▶ [INSTRUCTIONS FOR THE TASK]:
All lines with the word "strap" must be pulled from the entries below.

▶ [GIVEN ENTRIES]:
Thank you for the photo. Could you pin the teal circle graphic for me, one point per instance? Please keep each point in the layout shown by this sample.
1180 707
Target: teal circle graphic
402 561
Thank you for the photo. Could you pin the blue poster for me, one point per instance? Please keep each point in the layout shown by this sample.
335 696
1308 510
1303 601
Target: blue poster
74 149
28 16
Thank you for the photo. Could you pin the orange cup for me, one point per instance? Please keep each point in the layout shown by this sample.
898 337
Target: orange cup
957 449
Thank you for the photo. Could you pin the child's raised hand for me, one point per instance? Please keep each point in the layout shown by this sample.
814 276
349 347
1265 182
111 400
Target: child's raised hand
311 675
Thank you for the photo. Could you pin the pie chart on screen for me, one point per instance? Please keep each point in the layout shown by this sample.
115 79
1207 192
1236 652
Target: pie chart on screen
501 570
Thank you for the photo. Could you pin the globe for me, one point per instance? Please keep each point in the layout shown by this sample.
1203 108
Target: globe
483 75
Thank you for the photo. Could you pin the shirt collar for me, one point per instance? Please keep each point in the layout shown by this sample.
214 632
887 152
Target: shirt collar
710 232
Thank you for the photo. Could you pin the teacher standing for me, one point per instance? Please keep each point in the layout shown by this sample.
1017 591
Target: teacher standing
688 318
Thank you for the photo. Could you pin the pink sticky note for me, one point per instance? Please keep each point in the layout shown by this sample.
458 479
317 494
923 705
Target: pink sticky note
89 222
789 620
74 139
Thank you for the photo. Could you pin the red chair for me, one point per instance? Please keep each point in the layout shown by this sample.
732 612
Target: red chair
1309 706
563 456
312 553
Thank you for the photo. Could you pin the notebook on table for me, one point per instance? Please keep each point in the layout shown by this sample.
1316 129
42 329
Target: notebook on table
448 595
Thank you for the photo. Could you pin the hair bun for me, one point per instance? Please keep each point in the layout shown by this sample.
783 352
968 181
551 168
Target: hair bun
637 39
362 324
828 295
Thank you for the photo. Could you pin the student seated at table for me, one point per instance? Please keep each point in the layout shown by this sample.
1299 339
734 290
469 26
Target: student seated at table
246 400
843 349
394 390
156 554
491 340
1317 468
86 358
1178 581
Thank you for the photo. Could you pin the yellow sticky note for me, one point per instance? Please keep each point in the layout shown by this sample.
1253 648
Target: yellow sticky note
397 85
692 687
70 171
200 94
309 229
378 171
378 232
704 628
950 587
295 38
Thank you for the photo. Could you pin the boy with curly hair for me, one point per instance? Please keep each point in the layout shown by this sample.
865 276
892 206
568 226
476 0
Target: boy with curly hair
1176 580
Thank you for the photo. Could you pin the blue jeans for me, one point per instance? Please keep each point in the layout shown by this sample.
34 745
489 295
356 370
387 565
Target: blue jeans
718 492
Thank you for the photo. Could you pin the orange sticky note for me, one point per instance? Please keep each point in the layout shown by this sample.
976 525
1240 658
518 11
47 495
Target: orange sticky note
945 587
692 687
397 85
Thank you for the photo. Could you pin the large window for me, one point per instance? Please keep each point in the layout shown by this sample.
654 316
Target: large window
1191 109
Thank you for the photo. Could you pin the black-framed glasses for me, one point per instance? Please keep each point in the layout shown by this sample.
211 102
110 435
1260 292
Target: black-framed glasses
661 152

* * *

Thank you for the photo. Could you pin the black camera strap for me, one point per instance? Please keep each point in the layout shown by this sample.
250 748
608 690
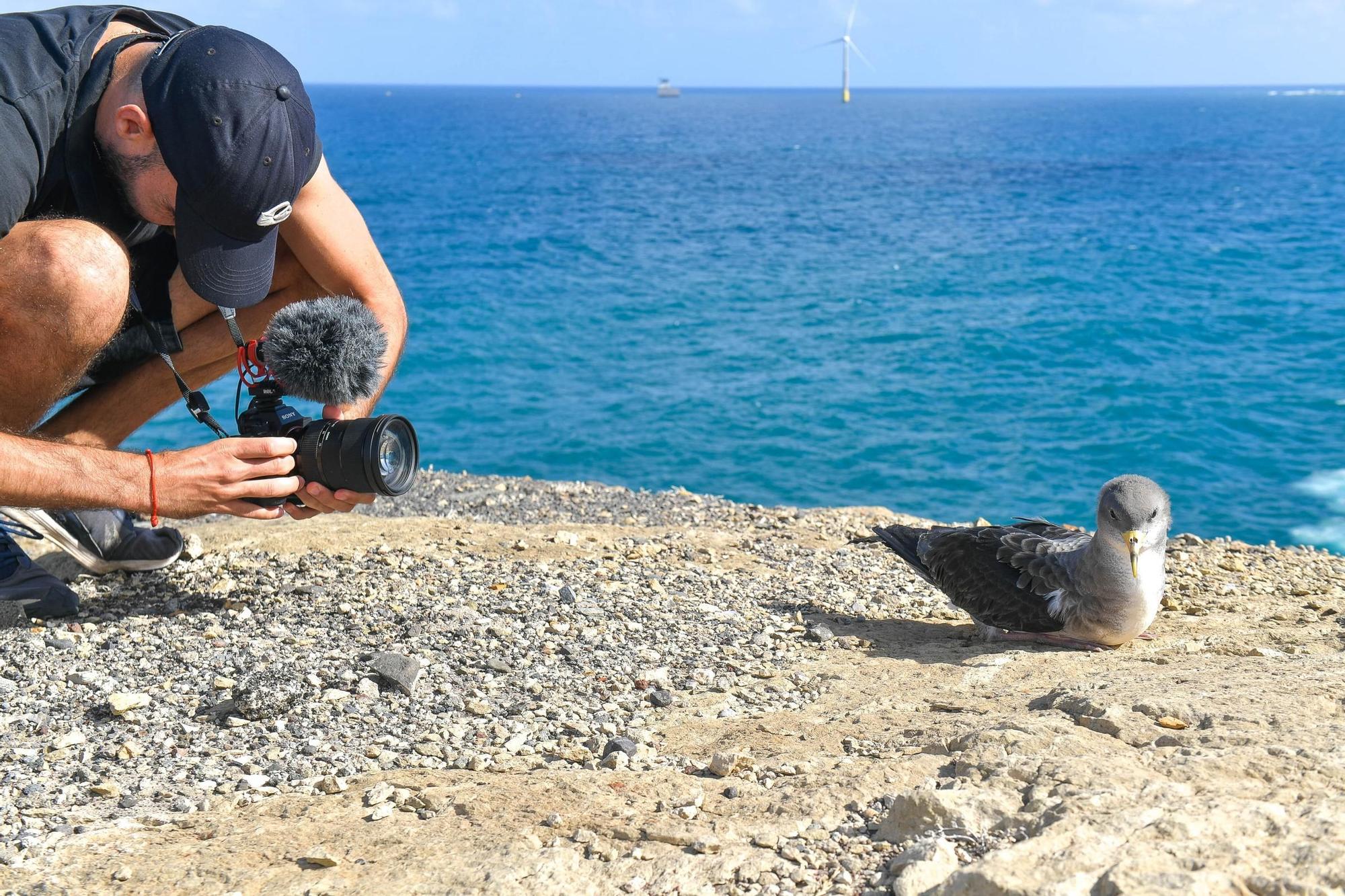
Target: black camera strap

▶ [TASK SOLUTION]:
Thank you for the photo. Could you pin the black camera strap for me, one point per instance? Please keep each point in the layout shown by this sample.
Target: black camera strap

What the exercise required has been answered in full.